• Extract:
■ ■ ■ ■

4.2. Simulation Performance
The simulation times of all three simulators are compared in Figure 3. McSimA+ shows the shortest simulation times for all simulated benchmarks, closely followed by the proposed combined simulator, which is 9.3% slower on average. The simulation runtime difference between those two simulators peaks for dedup, where the combined simulator runs approximately 19% longer. Due to the cycle-accuracy, simulations take longer when run on gem5. Even if IPC matches closely, like in the case of blackscholes, it takes gem5 approximately 66% longer to complete. The combined simulator is up to four-times faster in the PARSEC simulations. The biggest difference of the simulation time can be seen in the case of canneal, where gem5 runs for more than six hours, while McSimA+ and the combined simulator both can complete the simulation in less than two hours. The simulation time overhead, however, varies with different factors, like the type of instructions that are simulated. Thus, even though the simulation time of canneal and dedup is almost identical in McSimA+ and the combined simulator, it greatly differs in gem5.
4.3. Memory Power Model
As discussed in the previous subsection, the total number of off-chip memory transactions is not identical in gem5 and McSimA+ (McSimA+/DRAMSim2) for the PARSEC 3.0 applications. However, to accurately compare the memory power consumption, identical numbers of memory transactions are crucial. Thus, the power model comparison is analyzed using a different set of short applications, where memory reads and memory writes are perfectly matched between all the simulators (see Table 2). In order to achieve matching transaction numbers, cache sizes need to be adjusted in gem5 and McSimA+ accordingly. Moreover, the programs analyzed in this subsection are carefully selected to each show a different memory intensity (cf. “mem transact./instr” in Table 2).

■ ■ ■ ■

• Source material:

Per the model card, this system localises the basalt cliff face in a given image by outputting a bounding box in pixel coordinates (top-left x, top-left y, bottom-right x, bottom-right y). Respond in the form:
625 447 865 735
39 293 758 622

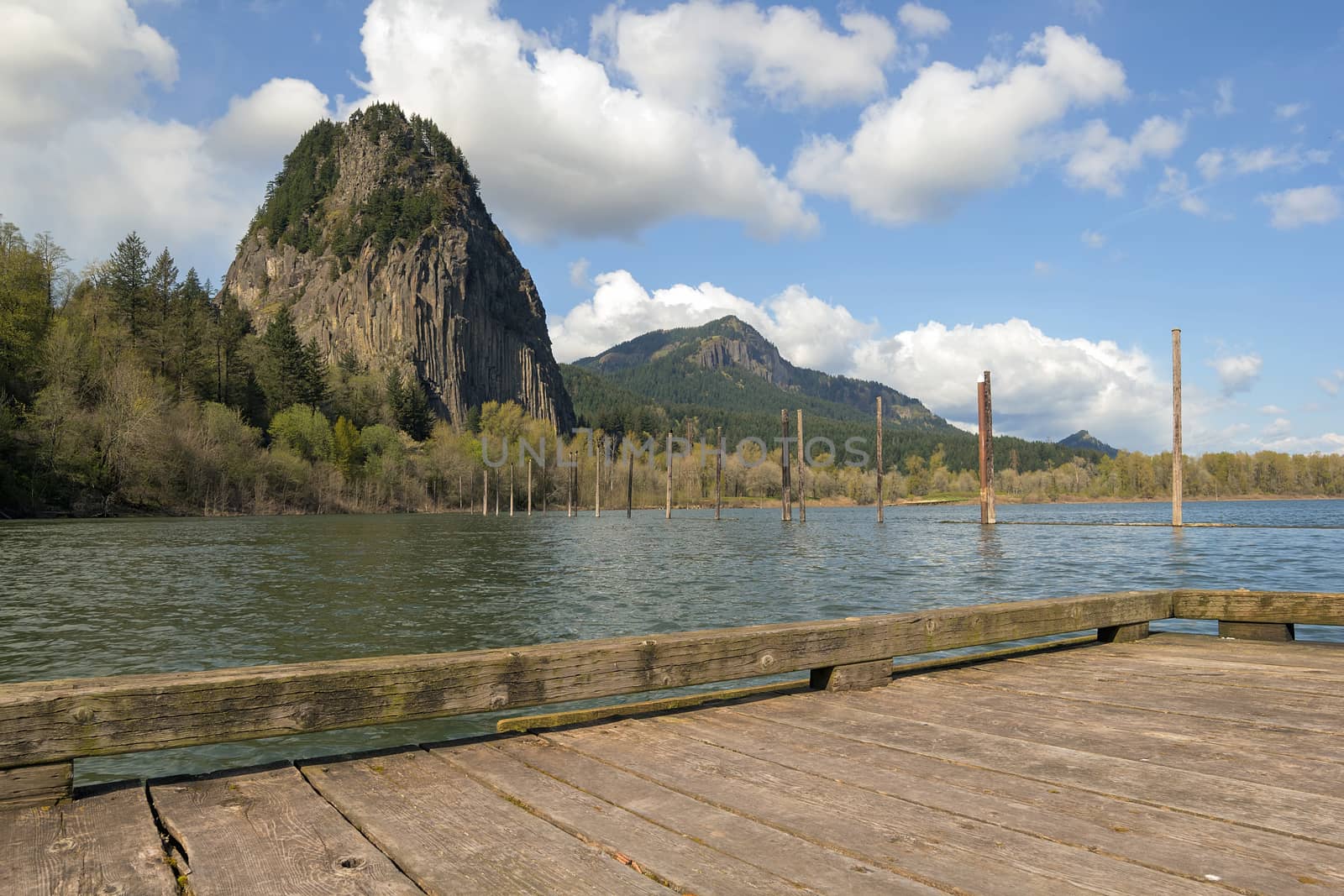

■ ■ ■ ■

• Problems:
A - List every benchmark that the simulation performance extract mentions by name.
B - From the simulation performance extract, reproduce word for word the passage that begins at the words "4.3. Memory Power" and stops after the words "in Table 2).".

• Task responses:
A - dedup, blackscholes, canneal

B -
4.3. Memory Power Model
As discussed in the previous subsection, the total number of off-chip memory transactions is not identical in gem5 and McSimA+ (McSimA+/DRAMSim2) for the PARSEC 3.0 applications. However, to accurately compare the memory power consumption, identical numbers of memory transactions are crucial. Thus, the power model comparison is analyzed using a different set of short applications, where memory reads and memory writes are perfectly matched between all the simulators (see Table 2). In order to achieve matching transaction numbers, cache sizes need to be adjusted in gem5 and McSimA+ accordingly. Moreover, the programs analyzed in this subsection are carefully selected to each show a different memory intensity (cf. “mem transact./instr” in Table 2).